DATA FOR THIS TASK:
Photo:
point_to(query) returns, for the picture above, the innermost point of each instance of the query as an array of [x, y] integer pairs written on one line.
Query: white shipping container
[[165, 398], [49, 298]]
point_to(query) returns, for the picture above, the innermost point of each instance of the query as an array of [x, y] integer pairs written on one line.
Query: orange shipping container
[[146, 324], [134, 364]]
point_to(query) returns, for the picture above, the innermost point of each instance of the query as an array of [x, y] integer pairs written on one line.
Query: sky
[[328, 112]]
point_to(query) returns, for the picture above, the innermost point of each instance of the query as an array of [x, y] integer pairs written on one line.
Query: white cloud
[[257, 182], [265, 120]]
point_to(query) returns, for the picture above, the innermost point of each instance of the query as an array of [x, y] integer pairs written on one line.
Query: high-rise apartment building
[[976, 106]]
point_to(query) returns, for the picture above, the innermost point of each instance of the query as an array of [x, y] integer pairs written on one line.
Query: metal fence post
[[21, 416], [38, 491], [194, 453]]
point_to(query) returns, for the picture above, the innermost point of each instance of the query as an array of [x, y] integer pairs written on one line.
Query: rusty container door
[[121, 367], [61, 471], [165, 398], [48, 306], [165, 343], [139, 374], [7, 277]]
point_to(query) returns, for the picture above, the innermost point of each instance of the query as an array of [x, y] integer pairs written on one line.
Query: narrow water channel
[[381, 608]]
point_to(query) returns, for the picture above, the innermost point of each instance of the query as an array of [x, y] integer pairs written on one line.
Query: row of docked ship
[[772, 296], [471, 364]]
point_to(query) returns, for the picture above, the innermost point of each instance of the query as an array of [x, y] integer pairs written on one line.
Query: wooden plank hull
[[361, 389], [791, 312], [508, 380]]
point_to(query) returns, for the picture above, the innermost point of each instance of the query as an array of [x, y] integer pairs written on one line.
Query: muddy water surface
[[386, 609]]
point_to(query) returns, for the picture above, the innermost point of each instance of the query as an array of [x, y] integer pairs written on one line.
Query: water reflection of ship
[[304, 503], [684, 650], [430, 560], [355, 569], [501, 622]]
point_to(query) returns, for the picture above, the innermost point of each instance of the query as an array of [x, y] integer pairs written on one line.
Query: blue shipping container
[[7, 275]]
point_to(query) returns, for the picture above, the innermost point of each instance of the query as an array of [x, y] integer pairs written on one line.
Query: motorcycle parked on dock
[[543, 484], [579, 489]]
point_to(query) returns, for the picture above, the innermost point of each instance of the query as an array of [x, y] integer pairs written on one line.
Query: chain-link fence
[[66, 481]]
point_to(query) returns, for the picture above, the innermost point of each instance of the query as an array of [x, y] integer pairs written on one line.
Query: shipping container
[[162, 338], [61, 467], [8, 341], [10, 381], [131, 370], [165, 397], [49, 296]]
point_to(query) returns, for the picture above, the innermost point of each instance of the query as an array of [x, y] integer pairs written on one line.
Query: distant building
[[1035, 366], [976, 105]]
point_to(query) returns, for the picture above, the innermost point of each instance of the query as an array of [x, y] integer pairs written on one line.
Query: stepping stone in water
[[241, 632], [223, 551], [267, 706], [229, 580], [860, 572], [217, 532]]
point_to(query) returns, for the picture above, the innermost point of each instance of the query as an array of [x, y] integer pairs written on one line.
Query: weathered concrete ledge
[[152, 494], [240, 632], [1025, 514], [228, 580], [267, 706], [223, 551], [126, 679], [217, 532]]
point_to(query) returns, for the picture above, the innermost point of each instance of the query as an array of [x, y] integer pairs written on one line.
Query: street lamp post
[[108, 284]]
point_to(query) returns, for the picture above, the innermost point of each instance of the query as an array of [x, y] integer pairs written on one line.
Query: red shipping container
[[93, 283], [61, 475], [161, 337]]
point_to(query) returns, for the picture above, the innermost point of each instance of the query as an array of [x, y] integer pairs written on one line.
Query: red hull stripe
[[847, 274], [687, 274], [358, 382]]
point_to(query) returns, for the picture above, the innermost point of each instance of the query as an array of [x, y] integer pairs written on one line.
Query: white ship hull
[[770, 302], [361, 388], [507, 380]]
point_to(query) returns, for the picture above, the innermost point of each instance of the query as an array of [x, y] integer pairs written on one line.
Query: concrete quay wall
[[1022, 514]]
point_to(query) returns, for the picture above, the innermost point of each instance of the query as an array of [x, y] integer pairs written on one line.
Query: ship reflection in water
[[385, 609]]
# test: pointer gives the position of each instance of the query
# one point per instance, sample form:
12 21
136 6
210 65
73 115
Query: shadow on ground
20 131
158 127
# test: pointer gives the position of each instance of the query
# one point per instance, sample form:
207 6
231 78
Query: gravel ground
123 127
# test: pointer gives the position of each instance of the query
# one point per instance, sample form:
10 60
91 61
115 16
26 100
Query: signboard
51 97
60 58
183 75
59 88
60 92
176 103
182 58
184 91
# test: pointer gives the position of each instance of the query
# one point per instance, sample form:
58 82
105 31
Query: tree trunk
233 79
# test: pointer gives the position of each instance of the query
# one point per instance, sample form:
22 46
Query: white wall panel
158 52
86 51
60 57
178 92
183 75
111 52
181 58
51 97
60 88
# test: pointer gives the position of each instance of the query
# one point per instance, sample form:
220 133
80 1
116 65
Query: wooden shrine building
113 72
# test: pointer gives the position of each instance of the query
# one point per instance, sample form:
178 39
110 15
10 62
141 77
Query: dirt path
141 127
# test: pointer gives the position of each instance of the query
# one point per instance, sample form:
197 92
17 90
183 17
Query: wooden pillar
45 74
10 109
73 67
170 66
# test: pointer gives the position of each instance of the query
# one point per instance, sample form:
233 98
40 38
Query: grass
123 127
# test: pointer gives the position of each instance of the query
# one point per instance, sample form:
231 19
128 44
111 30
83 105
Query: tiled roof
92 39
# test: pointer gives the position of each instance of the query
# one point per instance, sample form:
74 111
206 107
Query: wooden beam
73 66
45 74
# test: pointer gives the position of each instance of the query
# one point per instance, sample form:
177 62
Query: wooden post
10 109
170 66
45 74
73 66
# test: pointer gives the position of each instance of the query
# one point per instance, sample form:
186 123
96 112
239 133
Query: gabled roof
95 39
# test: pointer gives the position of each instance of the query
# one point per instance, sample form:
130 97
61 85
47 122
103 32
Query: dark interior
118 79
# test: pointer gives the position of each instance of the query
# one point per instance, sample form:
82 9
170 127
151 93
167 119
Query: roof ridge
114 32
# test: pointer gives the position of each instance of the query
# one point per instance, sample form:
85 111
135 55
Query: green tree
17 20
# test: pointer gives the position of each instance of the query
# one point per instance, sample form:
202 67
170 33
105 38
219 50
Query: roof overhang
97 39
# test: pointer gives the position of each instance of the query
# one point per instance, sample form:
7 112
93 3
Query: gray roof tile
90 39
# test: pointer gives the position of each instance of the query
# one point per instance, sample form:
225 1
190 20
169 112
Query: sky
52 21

GOAL OF THE EXERCISE:
Look back at the records above. Repeat all of them exactly.

RESPONSE BOX:
Photo:
point_to(query) returns, for the picture above, the innermost point of each instance of the query as an array of [x, y] integer pairs written on one line.
Query: white shipping container
[[165, 398], [49, 298]]
point_to(query) returns, for the picture above, the innermost point of each instance of the query as an array of [x, y] integer pairs written on one line.
Query: orange shipping container
[[146, 324], [134, 364]]
point_to(query) returns, for the picture above, the innermost point of each instance of the query as an array of [x, y] integer pairs written on one line.
Query: sky
[[328, 112]]
point_to(query) returns, for the picture above, the innermost point of each instance of the query as an array of [x, y] integer pairs written on one line.
Query: white cloud
[[257, 182], [265, 120]]
point_to(query) returns, for the picture above, the innermost point of each instance of the query as an array of [x, y] integer pairs written on one line.
Query: high-rise apartment building
[[976, 106]]
point_to(query) returns, for the picture above, the innermost point of each instance of the query as an array of [x, y] integer pairs written on one line.
Query: metal fence post
[[21, 416], [38, 491], [194, 453]]
point_to(query) returns, for the picture above, the innermost point of each instance of the query as an array of [x, y] integer pairs written on one line.
Query: rusty container door
[[121, 367], [61, 471], [165, 398], [48, 306], [165, 343], [139, 374], [7, 277]]
point_to(query) returns, for the picture above, the innermost point of each instance of the query as an array of [x, y] integer pairs written on one line.
Query: narrow water channel
[[381, 608]]
point_to(query) returns, for the picture above, the innermost point of each instance of the query as an array of [x, y] integer pairs written on one line.
Query: row of docked ship
[[772, 296], [471, 364]]
point_to(query) returns, for the picture above, the innermost point of each instance of the query as an array of [x, y] integer pairs written on one line.
Query: wooden plank hull
[[361, 389], [791, 312], [508, 380]]
point_to(query) returns, for the picture above, the innermost point of each instance of the query as an array of [x, y] integer pairs written on one line.
Query: muddy water surface
[[386, 609]]
point_to(query) returns, for the picture above, the innermost point of each instance of the query as an array of [x, y] integer pairs written on one line.
Query: water reflection of ship
[[304, 503], [684, 650], [430, 560], [355, 569], [501, 622]]
point_to(query) returns, for the picture above, the innermost point of each instance of the query as an array of [x, y] integer pairs written on one line.
Query: blue shipping container
[[7, 275]]
point_to(query) returns, for the picture above, the innermost point of each instance of the query as an array of [x, y] integer pairs written on one line.
Query: motorcycle parked on dock
[[543, 484], [579, 489]]
point_to(query) returns, for the picture above, the innermost point of each instance of the query as an array of [x, y] integer pairs written on one line.
Query: chain-link fence
[[66, 481]]
point_to(query) returns, for the picture above, the innermost point of each instance of the query as an array of [x, y] integer pairs written on one line.
Query: shipping container
[[162, 338], [61, 467], [8, 341], [10, 381], [131, 370], [165, 397], [49, 296]]
point_to(query) returns, for the picture above, the innermost point of each instance of the query as an array of [x, y] integer pairs written on one line.
Query: distant building
[[1035, 366], [976, 105]]
point_to(query) returns, for the picture above, the innermost point of each instance of the query as an array of [x, y] integer pairs written on one line.
Query: stepping stone in water
[[241, 632], [223, 551], [267, 706], [229, 580], [860, 572], [217, 532]]
point_to(query) returns, for the picture above, the innermost point of each instance of the query as an array of [x, y] integer pairs written on one line.
Query: weathered concrete ledge
[[152, 494], [240, 632], [1025, 514], [228, 580], [267, 706], [223, 551], [126, 679], [217, 532]]
point_to(query) returns, for the picture above, the innermost point of each instance of the query as an array of [x, y] integer pairs written on one line.
Query: street lamp post
[[108, 284]]
point_to(query) returns, for the picture above, the innermost point of each instance of the query as an array of [x, y] integer pairs written on one line.
Query: red shipping container
[[93, 283], [61, 475], [161, 337]]
point_to(query) returns, for the picture above, the innermost point of each instance of the query as an array of [x, y] integer pairs written on one line.
Query: red hull stripe
[[847, 274], [687, 274], [358, 382]]
point_to(query) returns, for the picture above, the innermost point of each instance of the query as an array of [x, y] integer pairs written on one line.
Query: white ship hull
[[770, 302], [361, 388], [507, 380]]
point_to(query) returns, for the picture above, the innermost point of each instance of the query as an array of [x, y] integer pairs written on one line.
Query: concrete quay wall
[[1022, 514]]
point_to(query) returns, for the picture above, the innermost point of each instance of the query as an array of [x, y] integer pairs written on one line.
Query: ship reflection in water
[[385, 609]]
# test: pointer gives the position of each instance of the query
# one point per instance, sample form:
12 21
136 6
210 65
73 115
Query: shadow on ground
20 131
158 127
# test: pointer gives the position of each instance of the query
# one point per instance, sample form:
207 6
231 78
Query: gravel ground
123 127
# test: pointer gives the position of each instance of the query
# one point per instance, sample form:
10 60
91 61
115 16
26 100
Query: signboard
51 97
60 58
183 75
59 88
60 92
176 103
182 58
184 91
# test: pointer gives the position of each instance of the query
# one point per instance, sample form:
58 82
105 31
Query: tree trunk
233 79
# test: pointer gives the position of each instance of the query
# one point per instance, sample form:
22 46
Query: white wall panel
158 52
86 51
60 57
178 92
183 75
111 52
181 58
51 97
60 88
# test: pointer gives the position of each instance of the query
# one point per instance, sample form:
220 133
80 1
116 65
Query: wooden shrine building
113 72
# test: pointer gives the position of each instance of the query
# one point per instance, sample form:
178 39
110 15
10 62
141 77
Query: dirt path
141 127
# test: pointer gives the position of each instance of the query
# one point per instance, sample form:
197 92
17 90
183 17
Query: wooden pillar
45 74
10 109
73 67
170 66
# test: pointer gives the position of each instance of the query
# one point per instance, sample form:
233 98
40 38
Query: grass
123 127
# test: pointer gives the position of each instance of the query
# one point per instance, sample form:
231 19
128 44
111 30
83 105
Query: tiled roof
92 39
# test: pointer gives the position of each instance of the query
# one point per instance, sample form:
74 111
206 107
Query: wooden beam
73 66
45 74
# test: pointer gives the position of each instance of the query
# one point per instance, sample form:
177 62
Query: wooden post
10 109
170 66
45 74
73 66
# test: pointer gives the position of each instance of the query
# one point per instance, sample form:
186 123
96 112
239 133
Query: gabled roof
95 39
# test: pointer gives the position of each instance of the query
# one point per instance, sample form:
130 97
61 85
47 122
103 32
Query: dark interior
118 79
# test: pointer gives the position of each instance of the query
# one point per instance, sample form:
82 9
170 127
151 93
167 119
Query: roof ridge
114 32
# test: pointer gives the position of each instance of the query
# one point per instance, sample form:
85 111
135 55
Query: green tree
17 20
# test: pointer gives the position of each instance of the query
# one point per instance, sample form:
202 67
170 33
105 38
219 50
Query: roof overhang
97 39
# test: pointer gives the position of each instance of the query
# one point per instance, sample form:
7 112
93 3
Query: gray roof tile
90 39
# test: pointer gives the position of each instance of the query
# one point per instance, sample form:
225 1
190 20
169 112
Query: sky
52 21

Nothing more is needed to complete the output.